> [WHAT YOU ARE ASKED TO DO] Restate the records below word for word, and omit the images they hold.

** START OF RECORDS SHOWN **

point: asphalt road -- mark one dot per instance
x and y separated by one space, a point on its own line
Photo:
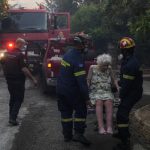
40 127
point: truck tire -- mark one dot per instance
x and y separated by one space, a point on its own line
47 90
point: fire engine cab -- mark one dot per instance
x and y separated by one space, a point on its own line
38 27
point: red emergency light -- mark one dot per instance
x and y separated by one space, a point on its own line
10 45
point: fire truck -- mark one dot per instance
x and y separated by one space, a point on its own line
38 27
48 37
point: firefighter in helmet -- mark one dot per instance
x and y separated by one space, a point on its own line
15 70
131 80
72 93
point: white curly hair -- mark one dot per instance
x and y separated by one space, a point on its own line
104 59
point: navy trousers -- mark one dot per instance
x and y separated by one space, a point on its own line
73 114
16 91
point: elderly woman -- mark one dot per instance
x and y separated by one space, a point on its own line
100 78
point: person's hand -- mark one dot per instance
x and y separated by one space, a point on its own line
89 104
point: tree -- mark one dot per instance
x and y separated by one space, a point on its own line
3 8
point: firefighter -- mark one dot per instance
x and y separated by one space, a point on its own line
73 94
15 70
131 80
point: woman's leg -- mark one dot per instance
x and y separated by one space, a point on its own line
99 114
109 114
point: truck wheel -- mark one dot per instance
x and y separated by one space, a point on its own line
48 90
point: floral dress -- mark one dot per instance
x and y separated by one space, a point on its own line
100 86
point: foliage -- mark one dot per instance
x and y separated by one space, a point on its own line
109 20
3 8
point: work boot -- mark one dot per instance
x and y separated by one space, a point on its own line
80 138
13 122
67 138
122 146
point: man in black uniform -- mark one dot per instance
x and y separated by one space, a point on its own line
131 80
15 70
72 93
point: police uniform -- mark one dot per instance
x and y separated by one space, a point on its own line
12 64
72 93
131 80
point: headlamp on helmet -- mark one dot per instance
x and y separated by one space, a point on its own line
126 43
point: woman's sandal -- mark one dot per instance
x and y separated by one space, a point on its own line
103 132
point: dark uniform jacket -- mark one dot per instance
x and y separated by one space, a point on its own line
12 64
131 78
72 78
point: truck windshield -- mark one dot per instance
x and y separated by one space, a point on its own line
24 22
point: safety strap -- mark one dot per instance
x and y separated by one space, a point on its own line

** END OF RECORDS SHOWN **

> [THE OUTPUT]
point: asphalt road -- mark one dot per instance
x and y separated by one space, a point on its own line
Photo:
40 127
point: truck tire -- mark one dot per instance
x and y separated by one space, a point on its own line
47 90
point: fire engine cab -- mark one dot per instance
x and y separated by one space, a point on its own line
38 27
point: red emergency light -- mark one dot per instance
x and y separated by one space, a point on its own line
10 45
point: fire truck -- mark one dot per instance
x and y separated by one space, a point on its own line
38 27
48 37
point: firefighter in helmet -- mark one dot per instance
x and y separated by one space, a point on its own line
15 70
131 80
72 93
point: white curly hair -- mark one dot per instance
x and y separated by one space, a point on its own line
104 59
point: navy trousers -- mark one dot per instance
x and y separated by one space, a point on its own line
73 114
16 91
point: elderly woman -- mark one dot per instance
x and y separated by one space, a point on its own line
100 78
point: person's hand -- mark one dot per instance
x and y separated by one space, a point on its own line
89 104
point: tree -- mark one dot per instance
x and y separated by one space, a point on its own line
3 8
point: firefighter -- mark one dot per instance
x and y separated by one space, a point on its own line
73 94
15 70
131 80
point: woman's leg -- mark one dot per instance
x and y separated by one space, a point on its own line
99 114
109 114
point: truck wheel -- mark one dot per instance
x and y separated by one space, a point on its own line
48 90
point: floral dress -- mark one dot per instance
x and y separated by one space, a point on its own line
100 86
point: foliage -- mark one dot per instance
x and y separated by one space, a point on its own line
109 20
3 8
point: work boot -- mark one dot per instance
x and y separated by one space, a point on its own line
80 138
13 122
67 138
122 146
point: man in black uniform -- mark one dot per instance
x and y separated by one space, a point on its own line
131 80
15 70
72 93
point: police uniform -- mark one dot per instance
x and y separated by one space, a point on its own line
12 64
72 93
131 80
point: headlamp on helmet -- mark one dot per instance
x and y separated by one space, a point on its own line
126 43
point: woman's sandal -- mark one dot per instance
x and y separated by one space, a point on its own line
103 132
point: dark uniform jacket -- mark one dot per instance
x and y separated by one space, a point on its own line
12 64
131 78
72 78
point: truck windshield -- mark one dot per instance
x and y separated by one space, a point on its own line
24 22
point: safety strap -- mark one dot per instance
x and y separated by one space, a point on its own line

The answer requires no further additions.